* Aufgabenstellung: Die gesamte Auflistung Zeile für Zeile unverändert ausgeben und dabei die Bilder weglassen.
┌─ Gegebene Datensätze
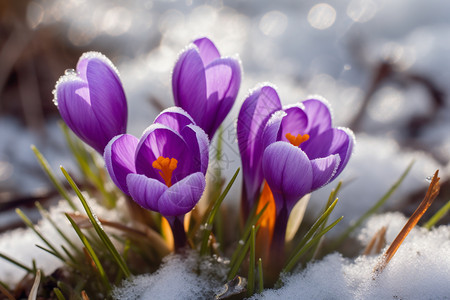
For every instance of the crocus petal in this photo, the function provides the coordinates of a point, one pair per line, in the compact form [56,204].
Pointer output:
[319,116]
[207,49]
[254,113]
[106,93]
[295,122]
[175,118]
[92,101]
[271,133]
[332,141]
[288,172]
[189,84]
[72,97]
[145,191]
[119,159]
[223,78]
[160,140]
[181,197]
[324,170]
[198,143]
└─
* Lösung:
For every instance of the crocus petal in this photo, the function provides the coordinates of a point, one pair per line, in the compact form [56,204].
Pointer output:
[319,116]
[207,49]
[254,113]
[106,93]
[295,122]
[175,118]
[92,101]
[271,133]
[332,141]
[288,172]
[189,84]
[72,97]
[145,191]
[119,159]
[223,78]
[160,140]
[181,197]
[324,170]
[198,143]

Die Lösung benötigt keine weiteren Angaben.